***** Material for this exercise
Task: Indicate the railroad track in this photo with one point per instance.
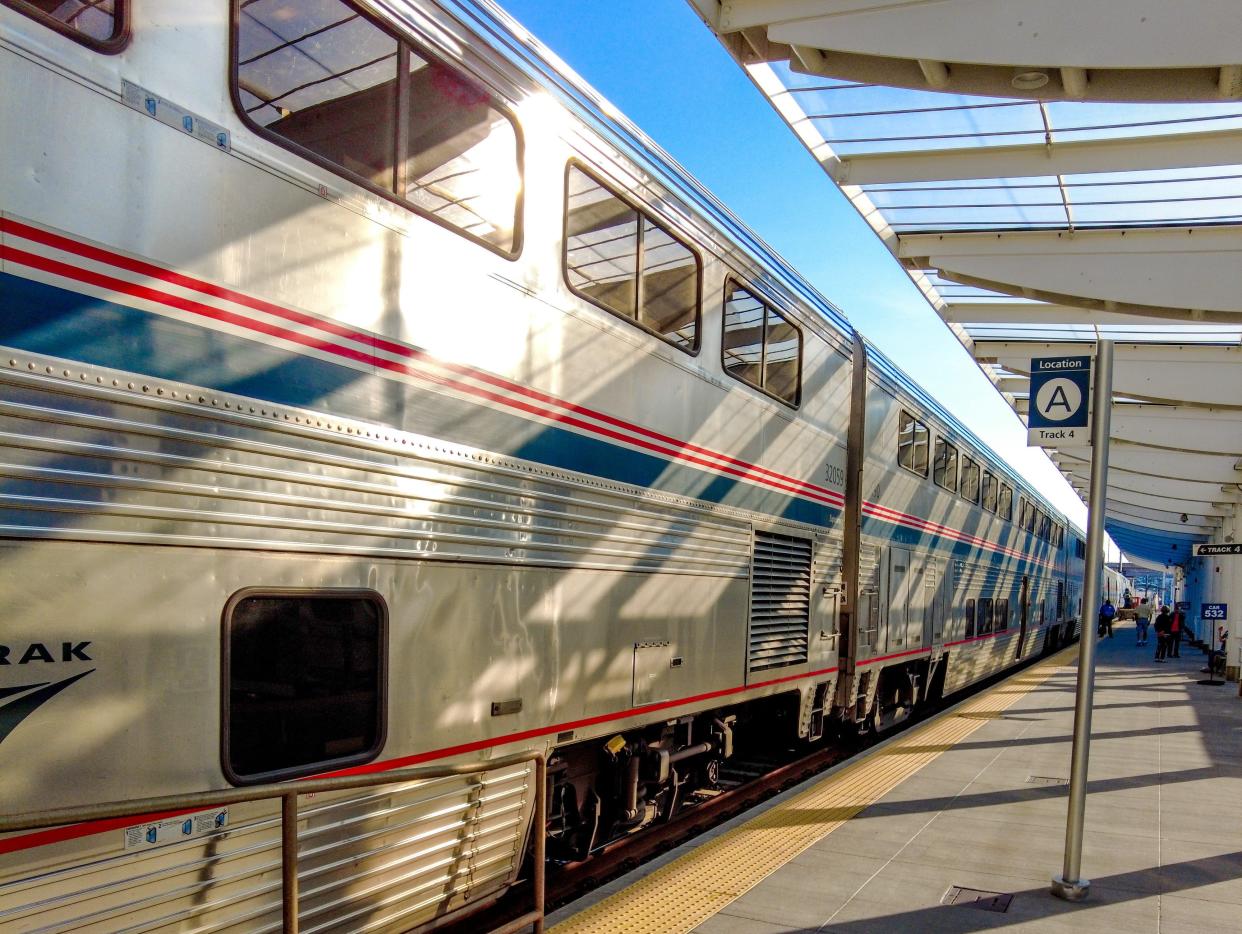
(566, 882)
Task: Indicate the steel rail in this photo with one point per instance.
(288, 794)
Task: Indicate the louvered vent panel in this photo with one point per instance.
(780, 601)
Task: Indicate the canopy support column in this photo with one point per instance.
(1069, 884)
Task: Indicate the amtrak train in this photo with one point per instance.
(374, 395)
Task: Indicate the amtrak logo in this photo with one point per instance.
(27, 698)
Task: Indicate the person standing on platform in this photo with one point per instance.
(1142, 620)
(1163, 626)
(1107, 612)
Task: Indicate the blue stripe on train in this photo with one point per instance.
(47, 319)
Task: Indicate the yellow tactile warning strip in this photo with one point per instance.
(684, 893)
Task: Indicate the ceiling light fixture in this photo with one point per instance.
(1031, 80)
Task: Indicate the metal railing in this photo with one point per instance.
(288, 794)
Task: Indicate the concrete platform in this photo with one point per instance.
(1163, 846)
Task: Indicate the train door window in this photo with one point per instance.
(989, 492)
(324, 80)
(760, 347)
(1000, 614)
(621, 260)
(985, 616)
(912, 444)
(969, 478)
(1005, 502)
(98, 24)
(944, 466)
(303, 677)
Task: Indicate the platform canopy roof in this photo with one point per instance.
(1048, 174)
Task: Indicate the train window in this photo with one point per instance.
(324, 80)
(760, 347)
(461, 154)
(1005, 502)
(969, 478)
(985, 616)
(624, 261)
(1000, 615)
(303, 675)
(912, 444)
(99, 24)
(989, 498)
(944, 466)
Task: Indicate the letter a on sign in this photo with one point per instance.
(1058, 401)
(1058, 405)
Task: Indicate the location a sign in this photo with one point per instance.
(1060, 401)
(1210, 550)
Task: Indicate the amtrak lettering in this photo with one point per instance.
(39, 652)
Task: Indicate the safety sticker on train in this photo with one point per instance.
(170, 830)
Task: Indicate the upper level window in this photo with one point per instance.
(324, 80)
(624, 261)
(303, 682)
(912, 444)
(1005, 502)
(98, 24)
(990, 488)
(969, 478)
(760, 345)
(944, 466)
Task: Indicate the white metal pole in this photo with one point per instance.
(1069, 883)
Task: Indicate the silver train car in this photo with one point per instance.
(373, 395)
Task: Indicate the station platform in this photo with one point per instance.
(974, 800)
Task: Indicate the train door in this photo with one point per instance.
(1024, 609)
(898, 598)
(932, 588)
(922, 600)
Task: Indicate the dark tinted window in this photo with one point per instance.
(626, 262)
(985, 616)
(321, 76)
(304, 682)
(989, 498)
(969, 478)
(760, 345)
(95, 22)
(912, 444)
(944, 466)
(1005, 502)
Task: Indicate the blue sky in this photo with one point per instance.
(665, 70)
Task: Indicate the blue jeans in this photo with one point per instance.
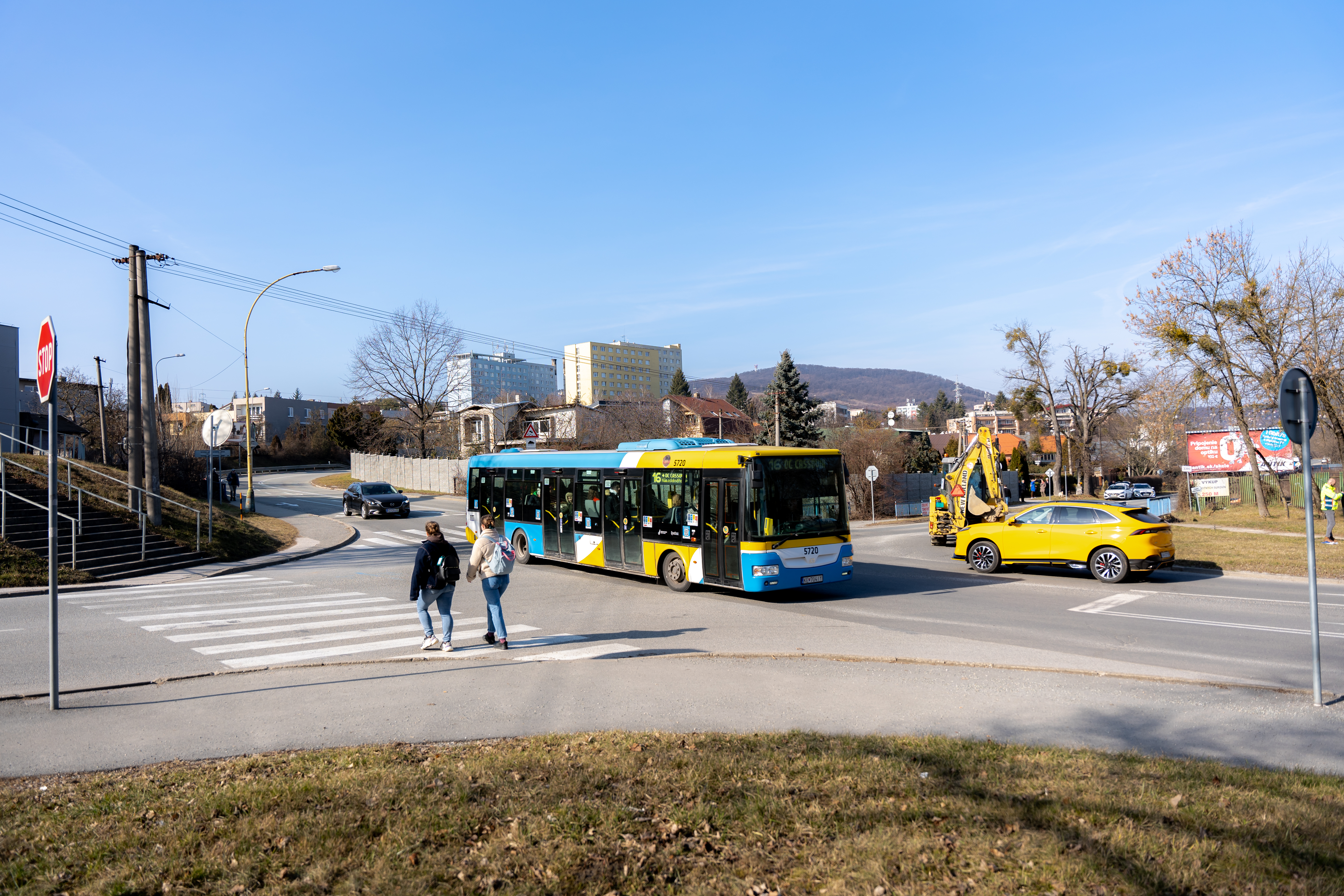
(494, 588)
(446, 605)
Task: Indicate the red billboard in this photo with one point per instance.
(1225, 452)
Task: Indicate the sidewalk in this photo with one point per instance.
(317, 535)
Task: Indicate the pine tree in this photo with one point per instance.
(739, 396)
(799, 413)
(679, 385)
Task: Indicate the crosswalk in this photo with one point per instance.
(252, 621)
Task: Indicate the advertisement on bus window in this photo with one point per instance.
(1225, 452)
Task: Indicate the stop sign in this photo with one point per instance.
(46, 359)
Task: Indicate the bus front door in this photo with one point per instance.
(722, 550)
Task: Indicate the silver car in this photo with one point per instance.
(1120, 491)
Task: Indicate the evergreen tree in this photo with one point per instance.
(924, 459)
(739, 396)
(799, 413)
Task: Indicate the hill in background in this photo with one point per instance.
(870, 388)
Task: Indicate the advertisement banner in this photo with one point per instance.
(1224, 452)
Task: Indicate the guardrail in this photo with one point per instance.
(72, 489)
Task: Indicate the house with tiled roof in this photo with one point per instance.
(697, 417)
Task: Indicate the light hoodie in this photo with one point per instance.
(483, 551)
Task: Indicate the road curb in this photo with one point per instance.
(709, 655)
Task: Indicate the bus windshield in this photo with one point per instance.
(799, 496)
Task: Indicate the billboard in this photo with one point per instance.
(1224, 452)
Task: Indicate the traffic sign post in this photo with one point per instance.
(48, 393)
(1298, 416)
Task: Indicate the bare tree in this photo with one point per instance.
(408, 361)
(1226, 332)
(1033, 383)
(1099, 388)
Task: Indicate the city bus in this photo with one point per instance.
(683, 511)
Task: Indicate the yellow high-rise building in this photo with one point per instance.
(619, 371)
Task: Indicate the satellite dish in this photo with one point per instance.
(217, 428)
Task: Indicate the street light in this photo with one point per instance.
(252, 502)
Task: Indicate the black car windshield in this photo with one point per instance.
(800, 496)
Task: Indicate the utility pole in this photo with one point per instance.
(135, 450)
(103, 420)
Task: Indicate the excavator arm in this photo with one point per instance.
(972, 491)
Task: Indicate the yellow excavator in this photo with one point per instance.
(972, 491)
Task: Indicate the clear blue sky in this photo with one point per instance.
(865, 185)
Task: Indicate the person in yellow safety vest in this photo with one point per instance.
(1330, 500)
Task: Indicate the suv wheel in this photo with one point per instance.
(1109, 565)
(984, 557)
**********
Give an exact copy of the material, leaving out every picture.

Task: Indicate the railroad track in this photo with one point per instance.
(566, 882)
Task: Indicate the steel rail in this photo with one point per instance.
(288, 794)
Task: Indicate the louvered vent panel in this photo with one point per instance.
(780, 601)
Task: Indicate the canopy support column in this photo with one point per instance.
(1069, 884)
Task: Indicate the amtrak train in this photo with one point per instance.
(374, 395)
Task: Indicate the amtrak logo in this photo with one point per instance.
(27, 698)
Task: Indicate the person standing on platform in this photo with one point per instance.
(1142, 620)
(1163, 626)
(1107, 612)
Task: Indicate the blue stripe on train in this photo with one point per instance.
(47, 319)
Task: Indicate the yellow tactile warning strip in this photo with one point per instance.
(684, 893)
Task: Indicate the ceiling light fixture in this photo with one point per instance.
(1031, 80)
Task: Indicate the metal railing in this photo with one point per instance.
(288, 794)
Task: Indicate the concrete platform in this photo with one point per instance.
(1163, 846)
Task: Indicate the train door window in this photo with one point per instance.
(989, 492)
(324, 80)
(760, 347)
(1000, 614)
(621, 260)
(985, 616)
(912, 444)
(969, 478)
(1005, 502)
(98, 24)
(944, 466)
(303, 677)
Task: Indicate the platform canopy roof in this photo with one point per instance.
(1048, 174)
Task: Indicate the train window in this photo with one point per instance.
(324, 80)
(760, 347)
(461, 154)
(1005, 502)
(969, 478)
(985, 616)
(624, 261)
(1000, 615)
(303, 675)
(912, 444)
(99, 24)
(989, 498)
(944, 466)
Task: Indicate the letter a on sign in this photo with one point per instance.
(1058, 401)
(1058, 405)
Task: Indicate the location a sign in this photo with one point per instance.
(1060, 401)
(1210, 550)
Task: Indicate the amtrak lettering in this photo with one point per instance.
(39, 652)
Task: Indicate the safety sticker on train in this photo with one point per instance.
(170, 830)
Task: Indicate the upper level window in this photo with one point per instance.
(324, 80)
(624, 261)
(303, 682)
(912, 444)
(1005, 502)
(98, 24)
(990, 488)
(969, 478)
(760, 345)
(944, 466)
Task: Indicate the white metal pole in this photo with one point per instance.
(1069, 883)
Task: Indicate the silver train car in this photo with one point per instance.
(373, 395)
Task: Indicate the station platform in this photo with one point per instance.
(974, 800)
Task: Indicate the train door in this photo with one point per instance.
(1024, 609)
(898, 598)
(932, 588)
(922, 600)
Task: Indicate the dark tinted window in this photo with one point per instance.
(626, 262)
(985, 616)
(321, 76)
(304, 682)
(989, 498)
(969, 478)
(760, 345)
(95, 22)
(912, 444)
(944, 466)
(1005, 502)
Task: Indicate the blue sky in this photo with one point per instance.
(665, 70)
Task: Indicate the blue jeans in this photo with one point per instance.
(494, 588)
(446, 605)
Task: Indicate the red billboard in this photo with one point per instance.
(1225, 452)
Task: Indicate the sidewalk in this photo with one point per instance.
(317, 535)
Task: Indicate the pine tree in this photo with one point per instance.
(739, 396)
(799, 413)
(679, 385)
Task: Indicate the crosswalk in this photo with one point per instance.
(252, 621)
Task: Indicate the advertisement on bus window in this photo with one point per instance.
(1225, 452)
Task: Indicate the stop sign in this photo with one point per instance.
(46, 359)
Task: Indicate the bus front door in this photo with one point per instance.
(722, 550)
Task: Indicate the silver car in this photo with one point per instance.
(1120, 491)
Task: Indicate the evergreen tree in this photo with one point per instance.
(924, 459)
(739, 396)
(799, 413)
Task: Indicate the hill in background in this photo with one point per instance.
(870, 388)
Task: Indicate the advertisement banner in this photo with one point per instance.
(1224, 452)
Task: Indicate the guardrail in this photo with one point per instance.
(72, 489)
Task: Indicate the house with tiled roof in this photo with one point per instance.
(697, 417)
Task: Indicate the light hoodie in this photo with one point per instance.
(483, 551)
Task: Indicate the road curb in this photo with one point per instance.
(709, 655)
Task: Indicate the bus windshield in this photo with one point per instance.
(799, 496)
Task: Indicate the billboard in this photo with one point per instance.
(1224, 452)
Task: Indicate the traffic sign post in this photo with one point per instance.
(48, 393)
(1298, 416)
Task: Indicate the bare tree in this photo with one point per instance.
(408, 361)
(1226, 332)
(1033, 383)
(1099, 388)
Task: Indicate the city bus in this photo with one point per instance.
(683, 511)
Task: Indicate the yellow high-rise building in this photo with one point per instance.
(619, 371)
Task: Indicate the satellite dish in this photo with one point per instance.
(217, 428)
Task: Indicate the street light in this photo with one point per instance.
(252, 502)
Task: Indicate the black car windshield in this photo with one point per instance.
(800, 496)
Task: Indicate the utility pole in this photo with one point per instance.
(135, 450)
(103, 420)
Task: Indicate the excavator arm in this photo with one point per instance.
(972, 491)
Task: Indicate the yellow excavator in this photo with one point per instance.
(972, 491)
Task: Indicate the clear blue sky in this photo with one point per instance.
(865, 185)
Task: Indicate the person in yellow safety vest in this photo with one point per instance.
(1330, 500)
Task: Indicate the suv wheel in this photo with one point per instance.
(1109, 565)
(984, 557)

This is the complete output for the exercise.